*WHAT IS REQUIRED*: Rewrite the stretch of the forum thread from "Originally Posted by *rightkindofme*" through "the next morning.", putting "in-laws" in place of "grandparents".

*EXCERPTED TEXT*:
★ ★ ★

Ds also has a part in a play that the church is doing!


----------



## ollyoxenfree (Jun 11, 2009)

Quote:


Originally Posted by *rightkindofme* 
Uhm, I find the assumptions of sneakiness kind of odd.


Oh, I'm not sure about that. It was the first time the grandparents watched the child. It was the first time the child had been to church. I would expect either of these events to generate a minute-by-minute, blow-by-blow re-telling from proud grannie and grandpa about what they did and how things went. Yet they said nothing:

Quote:


Originally Posted by *snoopy5386* 
This weekend for the first time MIL and SFIL watched DD so we could go away overnight -

When I talked to them Saturday night they mentioned getting together with some nearby relatives the next morning.

MIL never mentioned church - either before or afterward..


If the grandparents mentioned casually that they had gone to church and the child liked it or was well-behaved or even was a little terror, then I'd be more inclined to think it was just part of their routine. The fact that they said nothing about a fair part of their day together speaks volumes.

★ ★ ★

*ENTRIES*:
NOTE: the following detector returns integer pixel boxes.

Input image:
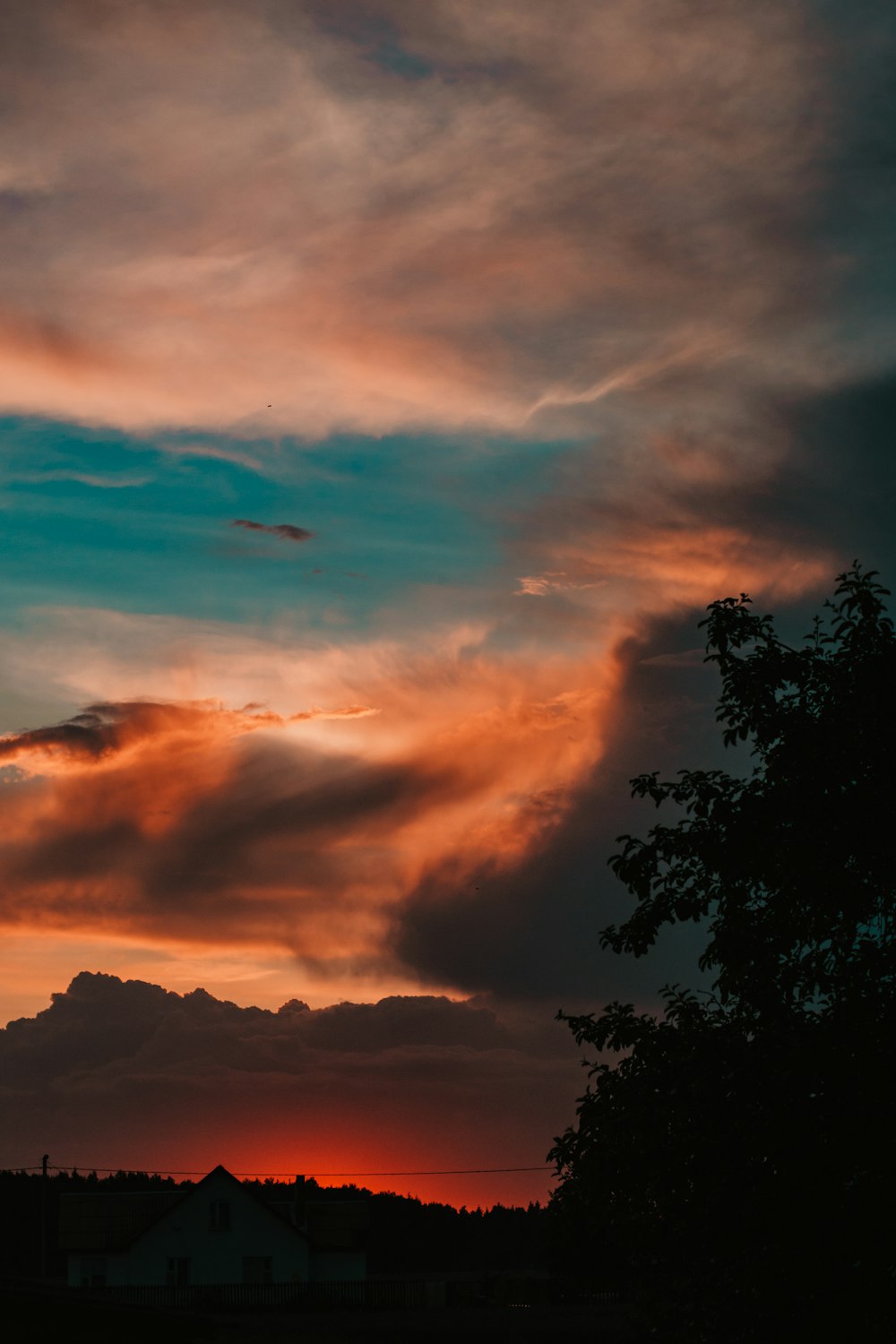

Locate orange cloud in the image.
[0,0,842,435]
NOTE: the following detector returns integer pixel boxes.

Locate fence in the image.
[76,1279,427,1311]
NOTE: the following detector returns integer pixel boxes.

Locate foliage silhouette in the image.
[551,564,896,1341]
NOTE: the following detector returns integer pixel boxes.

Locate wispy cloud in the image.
[229,518,314,542]
[5,468,151,491]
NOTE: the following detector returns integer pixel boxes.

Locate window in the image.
[81,1255,106,1288]
[208,1199,229,1233]
[243,1255,274,1284]
[165,1255,189,1288]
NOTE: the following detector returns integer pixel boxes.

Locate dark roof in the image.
[59,1166,307,1252]
[59,1190,186,1252]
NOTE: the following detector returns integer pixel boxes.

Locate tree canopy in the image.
[551,564,896,1341]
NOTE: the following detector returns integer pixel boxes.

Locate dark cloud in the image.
[229,518,314,542]
[0,701,205,761]
[392,612,750,1011]
[0,973,582,1203]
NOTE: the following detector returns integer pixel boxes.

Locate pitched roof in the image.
[59,1166,306,1252]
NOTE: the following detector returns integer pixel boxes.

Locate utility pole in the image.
[40,1153,49,1279]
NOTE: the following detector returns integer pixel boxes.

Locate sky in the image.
[0,0,896,1204]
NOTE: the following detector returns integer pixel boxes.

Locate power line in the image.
[5,1163,549,1179]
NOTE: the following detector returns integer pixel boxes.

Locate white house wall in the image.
[123,1175,309,1285]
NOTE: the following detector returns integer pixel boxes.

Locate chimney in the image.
[293,1176,307,1231]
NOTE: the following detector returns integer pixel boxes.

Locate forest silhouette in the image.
[551,564,896,1344]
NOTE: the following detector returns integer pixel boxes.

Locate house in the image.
[59,1167,366,1288]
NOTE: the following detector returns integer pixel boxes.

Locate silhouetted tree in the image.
[551,564,896,1341]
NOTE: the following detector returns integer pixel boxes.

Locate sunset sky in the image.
[0,0,896,1204]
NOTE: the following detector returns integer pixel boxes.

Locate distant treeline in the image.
[0,1171,552,1279]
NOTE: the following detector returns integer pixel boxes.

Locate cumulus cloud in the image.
[0,973,582,1203]
[229,518,314,542]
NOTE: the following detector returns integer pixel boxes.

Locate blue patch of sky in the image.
[0,418,574,633]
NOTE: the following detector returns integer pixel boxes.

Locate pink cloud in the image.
[0,0,843,435]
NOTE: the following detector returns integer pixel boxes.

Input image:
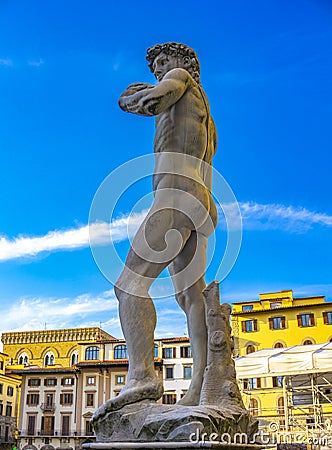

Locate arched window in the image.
[246,344,256,355]
[277,397,285,415]
[45,352,54,366]
[273,342,284,348]
[85,345,99,361]
[249,398,258,416]
[70,350,78,366]
[18,352,29,364]
[114,345,128,359]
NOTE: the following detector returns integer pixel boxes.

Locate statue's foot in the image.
[176,388,200,406]
[91,378,164,423]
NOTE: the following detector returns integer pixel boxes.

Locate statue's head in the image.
[146,42,200,83]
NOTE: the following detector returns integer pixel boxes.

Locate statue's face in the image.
[152,53,183,81]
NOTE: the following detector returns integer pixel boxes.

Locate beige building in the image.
[2,328,192,450]
[2,327,114,450]
[0,352,21,450]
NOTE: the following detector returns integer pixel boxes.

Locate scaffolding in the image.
[235,343,332,447]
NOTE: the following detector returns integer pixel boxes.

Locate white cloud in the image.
[0,58,13,67]
[1,290,120,334]
[221,202,332,233]
[0,202,332,261]
[0,211,146,261]
[28,58,44,67]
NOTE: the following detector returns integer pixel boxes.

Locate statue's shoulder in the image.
[163,67,194,82]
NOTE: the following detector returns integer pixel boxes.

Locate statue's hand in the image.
[120,83,153,98]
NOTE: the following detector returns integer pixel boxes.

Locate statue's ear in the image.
[183,56,191,69]
[221,303,232,316]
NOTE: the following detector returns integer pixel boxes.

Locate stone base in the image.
[83,441,263,450]
[88,401,258,442]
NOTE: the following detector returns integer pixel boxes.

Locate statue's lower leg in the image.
[92,289,163,421]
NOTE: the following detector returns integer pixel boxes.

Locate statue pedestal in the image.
[83,441,262,450]
[89,401,257,449]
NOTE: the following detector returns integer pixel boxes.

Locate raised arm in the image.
[119,69,191,116]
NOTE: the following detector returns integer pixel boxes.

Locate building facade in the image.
[232,290,332,356]
[2,328,192,450]
[2,327,115,450]
[0,352,21,450]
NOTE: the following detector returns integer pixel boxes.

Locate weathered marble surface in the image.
[94,401,257,442]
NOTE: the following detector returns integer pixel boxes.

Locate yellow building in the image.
[0,352,21,449]
[232,290,332,356]
[235,342,332,438]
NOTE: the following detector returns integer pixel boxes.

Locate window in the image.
[248,378,261,389]
[61,378,74,386]
[180,345,192,358]
[85,420,93,436]
[273,342,284,348]
[18,353,29,364]
[269,316,286,330]
[27,393,39,406]
[183,366,192,380]
[70,350,78,366]
[6,403,13,417]
[277,397,285,415]
[86,377,96,385]
[7,386,14,397]
[115,375,126,384]
[28,378,40,386]
[270,302,282,309]
[85,345,99,361]
[61,416,70,436]
[242,319,257,333]
[297,313,315,327]
[60,392,73,405]
[323,311,332,325]
[86,393,95,406]
[154,344,159,358]
[163,347,176,359]
[242,305,254,311]
[249,398,259,416]
[165,367,174,380]
[114,345,128,359]
[272,376,284,387]
[246,344,256,355]
[163,392,176,405]
[28,416,36,436]
[45,352,54,366]
[243,378,261,389]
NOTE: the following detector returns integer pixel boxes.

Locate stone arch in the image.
[248,397,260,416]
[14,347,33,360]
[40,346,60,359]
[22,444,38,450]
[302,336,316,345]
[66,345,79,358]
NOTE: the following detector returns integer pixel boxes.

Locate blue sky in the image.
[0,0,332,337]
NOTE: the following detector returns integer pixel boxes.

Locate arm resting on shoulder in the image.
[119,69,190,116]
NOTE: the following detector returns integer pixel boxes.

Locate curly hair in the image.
[146,42,200,83]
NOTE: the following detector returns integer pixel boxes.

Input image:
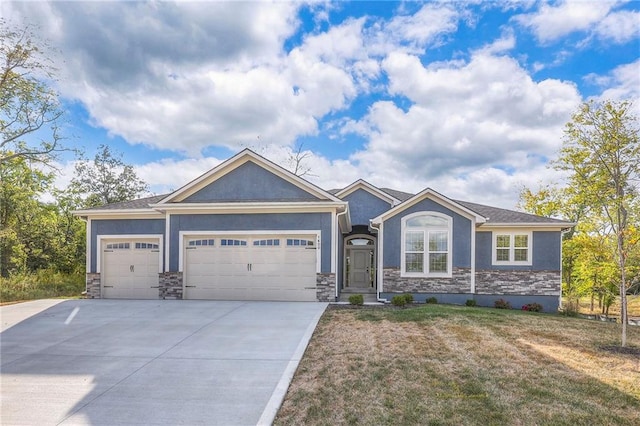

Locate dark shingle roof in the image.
[453,200,569,225]
[81,188,571,226]
[86,194,169,210]
[329,188,570,226]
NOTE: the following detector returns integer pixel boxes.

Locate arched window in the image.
[401,212,452,277]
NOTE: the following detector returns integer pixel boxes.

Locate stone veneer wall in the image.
[158,272,182,299]
[383,268,471,293]
[476,270,561,296]
[85,273,102,299]
[316,274,336,302]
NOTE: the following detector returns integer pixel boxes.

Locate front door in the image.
[349,247,373,289]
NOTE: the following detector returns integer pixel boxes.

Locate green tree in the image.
[0,19,63,164]
[555,101,640,346]
[69,145,149,208]
[0,157,53,277]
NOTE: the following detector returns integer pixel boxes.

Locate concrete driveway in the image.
[0,300,327,425]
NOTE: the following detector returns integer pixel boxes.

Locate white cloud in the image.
[340,49,581,207]
[594,11,640,43]
[591,59,640,107]
[516,0,615,43]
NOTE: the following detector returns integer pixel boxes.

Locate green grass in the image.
[275,305,640,425]
[0,270,85,303]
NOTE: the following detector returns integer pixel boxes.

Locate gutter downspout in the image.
[369,222,386,303]
[334,204,349,302]
[558,228,571,310]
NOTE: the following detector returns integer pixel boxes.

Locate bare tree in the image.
[287,143,317,177]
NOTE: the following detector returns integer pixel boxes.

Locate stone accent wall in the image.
[383,268,471,293]
[476,270,561,296]
[158,272,182,299]
[316,274,336,302]
[85,273,102,299]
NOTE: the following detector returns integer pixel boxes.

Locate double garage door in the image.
[183,235,317,301]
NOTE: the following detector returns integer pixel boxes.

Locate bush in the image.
[560,298,580,317]
[522,302,542,312]
[391,295,407,308]
[493,299,511,309]
[349,294,364,306]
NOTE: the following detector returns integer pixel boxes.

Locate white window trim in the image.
[491,230,533,266]
[400,211,453,278]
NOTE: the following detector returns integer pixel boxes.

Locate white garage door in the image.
[100,239,160,299]
[184,235,317,301]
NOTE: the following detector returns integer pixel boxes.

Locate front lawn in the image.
[275,305,640,425]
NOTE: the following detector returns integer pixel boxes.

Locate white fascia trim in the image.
[178,229,322,274]
[96,234,164,274]
[336,179,400,206]
[153,201,348,214]
[71,209,164,219]
[371,188,487,223]
[158,149,340,204]
[478,222,576,231]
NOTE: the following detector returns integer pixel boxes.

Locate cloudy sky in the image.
[0,0,640,208]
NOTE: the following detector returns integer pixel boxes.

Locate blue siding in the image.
[476,231,561,271]
[383,199,471,268]
[343,189,391,226]
[184,161,318,203]
[91,219,166,272]
[169,213,331,273]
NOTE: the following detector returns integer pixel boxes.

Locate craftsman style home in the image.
[76,150,573,311]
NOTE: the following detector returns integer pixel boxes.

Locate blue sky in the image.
[0,0,640,208]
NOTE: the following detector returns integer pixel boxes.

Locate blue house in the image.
[76,150,573,311]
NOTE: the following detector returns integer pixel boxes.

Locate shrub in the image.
[349,294,364,306]
[391,295,407,307]
[493,299,511,309]
[522,302,542,312]
[560,299,580,317]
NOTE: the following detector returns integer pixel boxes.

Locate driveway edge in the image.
[257,304,328,426]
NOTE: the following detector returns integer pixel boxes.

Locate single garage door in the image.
[184,235,317,301]
[100,239,160,299]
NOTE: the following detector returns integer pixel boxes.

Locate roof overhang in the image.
[156,149,341,206]
[479,222,576,231]
[336,179,401,207]
[151,201,348,214]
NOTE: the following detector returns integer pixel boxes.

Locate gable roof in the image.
[156,148,342,207]
[371,188,486,223]
[331,179,401,206]
[456,201,575,226]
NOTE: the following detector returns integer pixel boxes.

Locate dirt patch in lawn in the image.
[275,305,640,425]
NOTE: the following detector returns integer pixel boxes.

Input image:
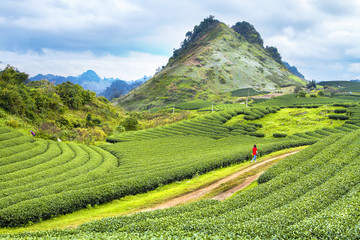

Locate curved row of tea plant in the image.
[1,130,360,239]
[0,125,314,227]
[107,106,279,143]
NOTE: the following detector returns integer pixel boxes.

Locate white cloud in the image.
[0,0,360,80]
[0,49,168,80]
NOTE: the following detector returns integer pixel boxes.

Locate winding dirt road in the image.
[144,151,299,211]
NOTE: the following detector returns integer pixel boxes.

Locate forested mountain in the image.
[99,76,150,100]
[120,16,306,109]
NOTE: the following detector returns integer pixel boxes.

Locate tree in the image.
[0,65,29,85]
[306,80,316,89]
[56,81,91,110]
[298,91,306,97]
[121,117,139,131]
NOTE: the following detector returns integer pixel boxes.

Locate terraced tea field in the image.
[0,101,360,237]
[1,130,360,239]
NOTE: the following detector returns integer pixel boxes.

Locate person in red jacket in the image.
[251,145,257,162]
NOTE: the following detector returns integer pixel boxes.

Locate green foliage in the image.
[273,133,287,138]
[232,21,264,47]
[0,65,29,85]
[5,130,360,239]
[306,80,316,89]
[318,81,360,92]
[329,114,350,120]
[172,15,219,59]
[56,81,92,110]
[175,100,212,110]
[231,88,269,97]
[121,117,139,131]
[0,126,309,226]
[265,46,282,64]
[0,66,124,141]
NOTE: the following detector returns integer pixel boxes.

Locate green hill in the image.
[119,17,305,109]
[0,66,124,143]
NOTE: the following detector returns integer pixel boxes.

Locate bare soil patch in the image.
[144,151,299,211]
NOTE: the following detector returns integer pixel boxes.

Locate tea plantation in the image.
[0,95,360,239]
[1,130,360,239]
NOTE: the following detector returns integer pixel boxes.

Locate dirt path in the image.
[145,151,299,211]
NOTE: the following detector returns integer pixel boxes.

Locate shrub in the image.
[273,133,287,138]
[329,115,350,120]
[334,108,346,113]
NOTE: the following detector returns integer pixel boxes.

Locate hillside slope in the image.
[119,19,305,108]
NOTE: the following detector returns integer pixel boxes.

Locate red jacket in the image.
[253,147,257,155]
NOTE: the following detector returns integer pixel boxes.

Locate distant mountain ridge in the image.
[29,70,150,97]
[119,16,307,109]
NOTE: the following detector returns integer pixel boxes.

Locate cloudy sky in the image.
[0,0,360,81]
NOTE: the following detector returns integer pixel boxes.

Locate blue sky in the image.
[0,0,360,81]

★ ★ ★

*RESULT OF THIS TASK*:
Originally Posted by *rightkindofme* 
Uhm, I find the assumptions of sneakiness kind of odd.


Oh, I'm not sure about that. It was the first time the in-laws watched the child. It was the first time the child had been to church. I would expect either of these events to generate a minute-by-minute, blow-by-blow re-telling from proud grannie and grandpa about what they did and how things went. Yet they said nothing:

Quote:


Originally Posted by *snoopy5386* 
This weekend for the first time MIL and SFIL watched DD so we could go away overnight -

When I talked to them Saturday night they mentioned getting together with some nearby relatives the next morning.